▶ **Data for this task**
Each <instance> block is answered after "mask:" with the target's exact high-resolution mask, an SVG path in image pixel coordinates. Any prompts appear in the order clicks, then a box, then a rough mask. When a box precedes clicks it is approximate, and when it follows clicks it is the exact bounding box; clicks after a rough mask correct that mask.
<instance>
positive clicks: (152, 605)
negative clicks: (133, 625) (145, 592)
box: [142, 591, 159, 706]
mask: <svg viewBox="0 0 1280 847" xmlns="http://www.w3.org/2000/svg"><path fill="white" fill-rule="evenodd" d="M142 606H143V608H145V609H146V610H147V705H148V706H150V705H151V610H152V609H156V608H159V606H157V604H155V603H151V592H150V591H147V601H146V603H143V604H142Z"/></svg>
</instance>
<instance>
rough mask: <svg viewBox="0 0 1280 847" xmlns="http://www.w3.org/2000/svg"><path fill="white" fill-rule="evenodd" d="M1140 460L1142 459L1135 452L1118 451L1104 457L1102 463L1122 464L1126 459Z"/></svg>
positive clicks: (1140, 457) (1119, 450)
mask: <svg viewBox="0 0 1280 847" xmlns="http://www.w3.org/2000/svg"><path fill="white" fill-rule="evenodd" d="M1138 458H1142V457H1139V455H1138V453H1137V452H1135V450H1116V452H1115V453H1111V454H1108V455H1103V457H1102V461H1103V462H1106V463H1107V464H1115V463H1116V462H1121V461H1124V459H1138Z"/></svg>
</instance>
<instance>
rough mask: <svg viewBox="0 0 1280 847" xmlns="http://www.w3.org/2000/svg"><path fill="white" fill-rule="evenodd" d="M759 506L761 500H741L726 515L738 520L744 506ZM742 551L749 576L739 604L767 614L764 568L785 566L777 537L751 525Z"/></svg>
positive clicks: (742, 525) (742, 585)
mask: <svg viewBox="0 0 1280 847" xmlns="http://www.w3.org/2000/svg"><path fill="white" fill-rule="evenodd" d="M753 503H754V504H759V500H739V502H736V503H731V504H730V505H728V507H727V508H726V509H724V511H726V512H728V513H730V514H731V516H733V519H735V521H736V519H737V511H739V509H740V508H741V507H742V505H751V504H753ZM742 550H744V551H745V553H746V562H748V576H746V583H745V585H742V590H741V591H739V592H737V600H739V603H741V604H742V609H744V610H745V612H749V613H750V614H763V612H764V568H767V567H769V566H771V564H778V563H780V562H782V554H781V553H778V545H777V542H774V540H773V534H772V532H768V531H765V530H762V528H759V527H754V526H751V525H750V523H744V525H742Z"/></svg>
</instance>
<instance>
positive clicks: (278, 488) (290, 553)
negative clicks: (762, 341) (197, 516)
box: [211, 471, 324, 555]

▶ **Assigned task**
Look through the listing and return each line containing the word "negative".

▶ **Result for this exercise**
negative clicks: (133, 625) (145, 592)
negative clicks: (762, 341) (197, 516)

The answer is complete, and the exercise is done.